> TASK TO CARRY OUT
Type out all the records word for word. Any pictures are to be left out.

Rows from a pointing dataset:

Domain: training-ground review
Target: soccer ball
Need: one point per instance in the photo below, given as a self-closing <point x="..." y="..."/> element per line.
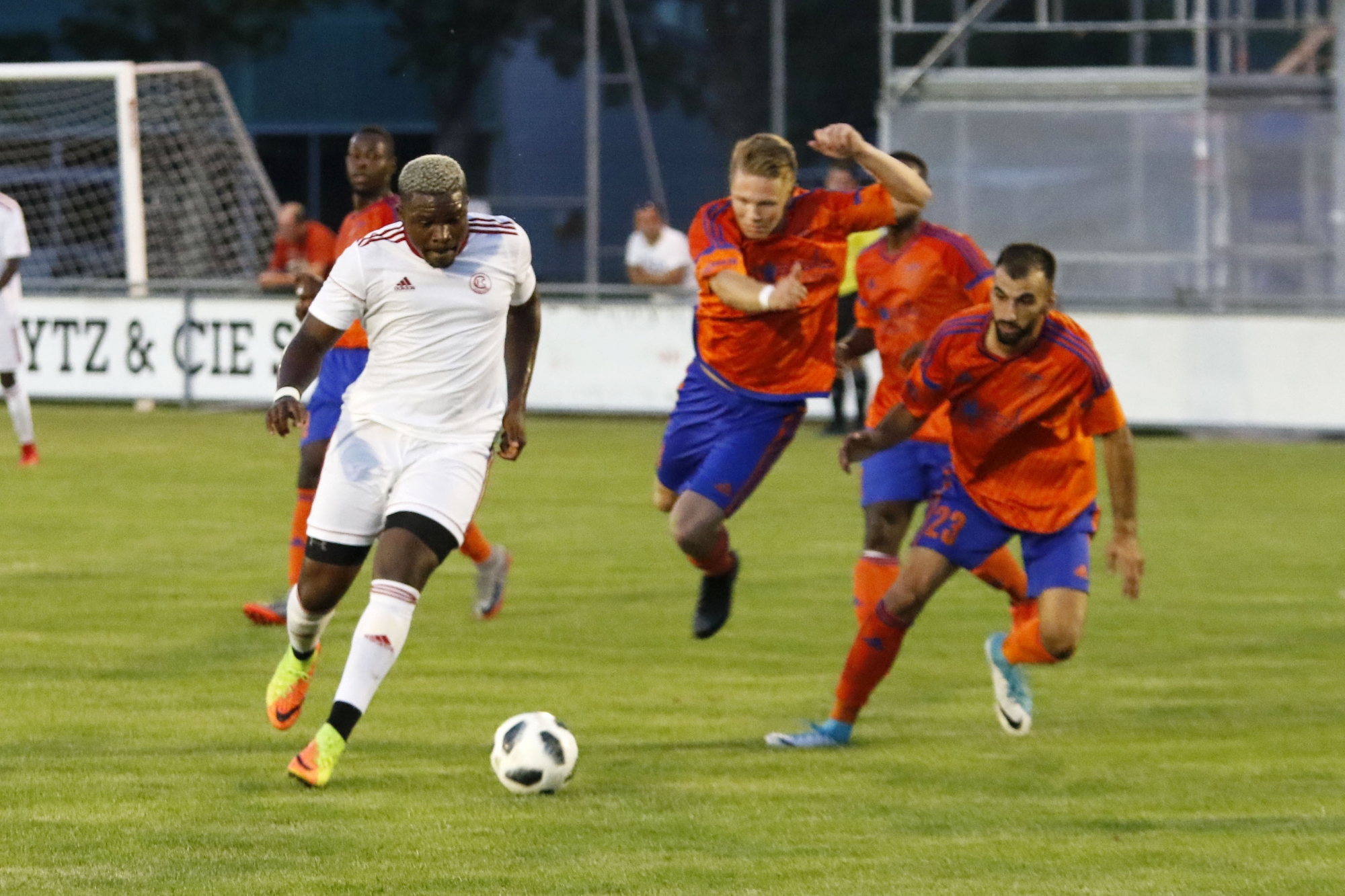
<point x="535" y="754"/>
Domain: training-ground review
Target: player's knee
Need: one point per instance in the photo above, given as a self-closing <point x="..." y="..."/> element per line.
<point x="430" y="533"/>
<point x="664" y="498"/>
<point x="1059" y="641"/>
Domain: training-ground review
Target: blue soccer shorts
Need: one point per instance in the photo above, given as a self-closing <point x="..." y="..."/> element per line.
<point x="341" y="368"/>
<point x="722" y="444"/>
<point x="909" y="471"/>
<point x="966" y="534"/>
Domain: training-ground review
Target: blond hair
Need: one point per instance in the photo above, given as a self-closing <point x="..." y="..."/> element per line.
<point x="765" y="155"/>
<point x="434" y="175"/>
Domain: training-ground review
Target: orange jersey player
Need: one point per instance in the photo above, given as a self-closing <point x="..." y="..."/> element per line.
<point x="371" y="165"/>
<point x="769" y="261"/>
<point x="1027" y="395"/>
<point x="909" y="283"/>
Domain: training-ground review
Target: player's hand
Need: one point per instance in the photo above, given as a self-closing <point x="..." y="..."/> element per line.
<point x="843" y="354"/>
<point x="306" y="288"/>
<point x="1125" y="557"/>
<point x="284" y="415"/>
<point x="513" y="434"/>
<point x="789" y="290"/>
<point x="859" y="446"/>
<point x="837" y="142"/>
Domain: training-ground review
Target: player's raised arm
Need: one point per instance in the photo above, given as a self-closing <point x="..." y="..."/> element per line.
<point x="523" y="331"/>
<point x="299" y="368"/>
<point x="909" y="190"/>
<point x="1124" y="553"/>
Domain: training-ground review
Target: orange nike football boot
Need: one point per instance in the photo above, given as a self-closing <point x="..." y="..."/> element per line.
<point x="315" y="763"/>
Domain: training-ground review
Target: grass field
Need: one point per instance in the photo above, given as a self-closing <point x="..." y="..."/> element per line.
<point x="1192" y="747"/>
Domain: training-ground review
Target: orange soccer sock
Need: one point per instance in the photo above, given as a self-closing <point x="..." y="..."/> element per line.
<point x="1001" y="571"/>
<point x="299" y="532"/>
<point x="475" y="546"/>
<point x="871" y="658"/>
<point x="720" y="560"/>
<point x="1024" y="645"/>
<point x="874" y="575"/>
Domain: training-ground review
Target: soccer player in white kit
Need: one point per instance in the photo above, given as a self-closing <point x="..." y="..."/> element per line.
<point x="14" y="248"/>
<point x="450" y="303"/>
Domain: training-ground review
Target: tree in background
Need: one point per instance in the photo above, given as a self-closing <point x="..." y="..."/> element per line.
<point x="451" y="49"/>
<point x="158" y="30"/>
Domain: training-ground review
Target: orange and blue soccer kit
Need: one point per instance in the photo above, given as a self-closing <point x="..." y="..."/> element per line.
<point x="318" y="248"/>
<point x="348" y="357"/>
<point x="905" y="295"/>
<point x="744" y="393"/>
<point x="1023" y="454"/>
<point x="1023" y="463"/>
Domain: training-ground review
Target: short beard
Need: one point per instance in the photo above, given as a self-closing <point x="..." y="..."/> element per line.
<point x="1011" y="341"/>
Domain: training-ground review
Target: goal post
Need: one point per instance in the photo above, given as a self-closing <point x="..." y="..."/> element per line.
<point x="137" y="173"/>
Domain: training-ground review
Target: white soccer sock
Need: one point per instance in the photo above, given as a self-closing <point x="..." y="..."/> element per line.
<point x="21" y="413"/>
<point x="379" y="641"/>
<point x="305" y="627"/>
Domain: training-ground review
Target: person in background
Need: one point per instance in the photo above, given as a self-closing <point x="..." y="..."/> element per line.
<point x="841" y="179"/>
<point x="657" y="255"/>
<point x="14" y="248"/>
<point x="303" y="247"/>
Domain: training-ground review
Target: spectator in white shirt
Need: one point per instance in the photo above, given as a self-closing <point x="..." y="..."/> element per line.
<point x="14" y="248"/>
<point x="657" y="255"/>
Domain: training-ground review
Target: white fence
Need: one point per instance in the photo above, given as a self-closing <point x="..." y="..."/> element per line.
<point x="1171" y="370"/>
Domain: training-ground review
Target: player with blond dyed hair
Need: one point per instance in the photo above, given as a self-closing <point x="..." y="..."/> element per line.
<point x="769" y="264"/>
<point x="450" y="303"/>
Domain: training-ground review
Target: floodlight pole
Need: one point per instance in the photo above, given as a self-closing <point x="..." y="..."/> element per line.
<point x="778" y="68"/>
<point x="592" y="146"/>
<point x="1339" y="150"/>
<point x="132" y="185"/>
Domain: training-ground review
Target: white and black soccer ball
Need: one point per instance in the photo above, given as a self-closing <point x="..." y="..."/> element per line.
<point x="535" y="754"/>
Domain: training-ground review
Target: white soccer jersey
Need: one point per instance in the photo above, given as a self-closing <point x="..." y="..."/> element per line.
<point x="436" y="335"/>
<point x="14" y="244"/>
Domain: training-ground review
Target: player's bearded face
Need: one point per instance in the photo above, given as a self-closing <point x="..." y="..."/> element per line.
<point x="1020" y="306"/>
<point x="436" y="225"/>
<point x="759" y="202"/>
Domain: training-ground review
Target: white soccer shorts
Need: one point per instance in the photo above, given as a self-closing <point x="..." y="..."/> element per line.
<point x="373" y="471"/>
<point x="11" y="353"/>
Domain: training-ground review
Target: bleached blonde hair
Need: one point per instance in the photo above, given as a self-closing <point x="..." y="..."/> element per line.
<point x="434" y="175"/>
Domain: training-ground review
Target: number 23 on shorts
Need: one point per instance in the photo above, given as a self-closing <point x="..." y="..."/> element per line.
<point x="945" y="524"/>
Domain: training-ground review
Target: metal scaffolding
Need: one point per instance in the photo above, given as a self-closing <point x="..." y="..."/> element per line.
<point x="1214" y="185"/>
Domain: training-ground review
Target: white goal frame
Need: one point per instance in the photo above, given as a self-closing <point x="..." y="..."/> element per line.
<point x="123" y="75"/>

> COMPLETE ANSWER
Domain: training-ground review
Target: soccer ball
Need: one point per instance in the photo below, given as a self-closing <point x="..." y="..."/> element per line.
<point x="535" y="754"/>
Domain: training-ground review
Target: player's knee
Need: one point per instance in the photo above, given as a self-closing <point x="..." y="..."/> element per line.
<point x="430" y="533"/>
<point x="664" y="498"/>
<point x="1059" y="641"/>
Domain: training-ground review
Target: blue soccer shorts
Need: one point per instance in the photo above, given as a self-closing <point x="..." y="..."/> element per line.
<point x="341" y="368"/>
<point x="722" y="444"/>
<point x="909" y="471"/>
<point x="966" y="534"/>
Domain: training-ground review
Target: blond hair
Need: one point per instance in the photo above, given as a self-closing <point x="..." y="..."/> element per line.
<point x="765" y="155"/>
<point x="434" y="175"/>
Domain: training-ground review
Target: orange jersey player
Need: one point per instance in the photo above, given as a self-closing <point x="..." y="..."/> element per line.
<point x="371" y="165"/>
<point x="769" y="261"/>
<point x="1027" y="395"/>
<point x="909" y="283"/>
Domain: training-ground review
Target: player's hand
Need: one point per instance in the photo above, given as a self-closing <point x="..." y="..."/> element per line.
<point x="843" y="354"/>
<point x="306" y="288"/>
<point x="1125" y="557"/>
<point x="284" y="415"/>
<point x="513" y="434"/>
<point x="789" y="290"/>
<point x="859" y="446"/>
<point x="837" y="142"/>
Domain: training-ground review
Target: player's raised arm
Need: one point per instance in the photo above, given as a self-closing <point x="..." y="..."/> element per line.
<point x="523" y="331"/>
<point x="299" y="368"/>
<point x="909" y="190"/>
<point x="1124" y="553"/>
Domain: training-ground review
Target: orange nike football boot
Need: one point per instance in the photo above, given as a self-closing <point x="..." y="..."/> element per line.
<point x="315" y="763"/>
Domain: training-ground review
Target: grass field
Need: one point per instance in the photo above, given as a self-closing <point x="..." y="..."/> element per line.
<point x="1192" y="747"/>
Domain: training-ground review
Target: orange soccer sock
Need: one point per instance in the photo above, given as a self-closing <point x="..." y="..."/> element per line.
<point x="1001" y="571"/>
<point x="299" y="532"/>
<point x="475" y="546"/>
<point x="871" y="658"/>
<point x="720" y="560"/>
<point x="1024" y="645"/>
<point x="874" y="575"/>
Domain: training-ground review
Target: soccer player in white kit
Need: one point per instance in the photo above, given as a self-closing <point x="..." y="..."/> element per line.
<point x="14" y="248"/>
<point x="450" y="303"/>
Domain: training-ground review
Target: tree in background
Need: one point per instance in the photo above, given as a self-closing <point x="..." y="..."/> element per line.
<point x="451" y="49"/>
<point x="158" y="30"/>
Domain: training-ground review
Target: orange and blue soccer kit
Need: one point per instance in the photo above, given as a self-closing <point x="..." y="..."/> element per line.
<point x="318" y="248"/>
<point x="348" y="357"/>
<point x="905" y="295"/>
<point x="744" y="393"/>
<point x="1023" y="454"/>
<point x="1023" y="463"/>
Domain: training-ground review
Target: short beard
Need: one point per instance in the photo above, given as a self-closing <point x="..." y="..."/> element per line.
<point x="1011" y="341"/>
Domain: training-ground review
Target: goal post
Need: one point per instance in the photo above, given as a self-closing <point x="..." y="..."/> element per line.
<point x="137" y="173"/>
Domain: training-ground review
Target: white soccer sock
Need: one point per instance in the photo above, given as a self-closing <point x="..." y="..."/> element per line.
<point x="21" y="413"/>
<point x="379" y="641"/>
<point x="305" y="627"/>
Domain: training-ground review
Target: person in background
Need: one point per instance in the photo above, given as a self-closing <point x="..." y="..."/> element per line.
<point x="841" y="179"/>
<point x="657" y="255"/>
<point x="14" y="248"/>
<point x="303" y="247"/>
Domain: training-ground review
Target: spectator in white shirt
Need: one point per instance in the photo above, given as a self-closing <point x="..." y="..."/> element per line.
<point x="14" y="248"/>
<point x="657" y="255"/>
Domain: training-ground review
Target: white fence
Need: one point per instance in the photo above, given as a self-closing <point x="..." y="..."/> element per line.
<point x="1171" y="370"/>
Domain: training-ground review
Target: player with blond dyed hair
Need: one point per instance in the photo above, given as a self-closing <point x="..." y="..."/> element per line.
<point x="769" y="264"/>
<point x="450" y="303"/>
Domain: training-ground review
Target: floodlight pole
Need: one point per instance in the photo above, given as a self-closing <point x="..." y="..."/> element per line.
<point x="778" y="68"/>
<point x="592" y="146"/>
<point x="1339" y="150"/>
<point x="132" y="185"/>
Domain: training-ground review
Target: white and black soccer ball
Need: one point per instance in the photo above, given as a self-closing <point x="..." y="..."/> element per line.
<point x="535" y="754"/>
Domain: training-ground review
Target: white soccer jersey
Need: one point per instance in the photo above, given as a self-closing <point x="..." y="..."/> element per line.
<point x="436" y="335"/>
<point x="14" y="244"/>
Domain: training-ground review
Target: player's bearded face
Need: one point per instance in the photo above, given as a self-closing <point x="..." y="..."/> element per line.
<point x="1020" y="306"/>
<point x="436" y="225"/>
<point x="759" y="202"/>
Domain: training-ground review
Target: white soccer shorts
Need: one point per instance in the photo above, given as a self-closing <point x="..." y="..."/> element per line.
<point x="373" y="471"/>
<point x="11" y="353"/>
Domain: training-ground review
Target: bleached blonde hair
Need: one point per instance in the photo above, given as a self-closing <point x="..." y="..."/> element per line.
<point x="434" y="175"/>
Domain: training-ground review
Target: number 23 on shorts
Need: one point per instance in the photo above, given as a self-closing <point x="..." y="..."/> element per line.
<point x="945" y="524"/>
Domain: training-ground review
Target: metal scaffolding
Need: one point per instance in the photo above, given as a self-closing <point x="..." y="..."/> element per line.
<point x="1214" y="185"/>
Domain: training-ground review
Target: white goal frame
Need: one point per instance in the photo above, given as a self-closing <point x="..." y="..."/> element per line.
<point x="123" y="75"/>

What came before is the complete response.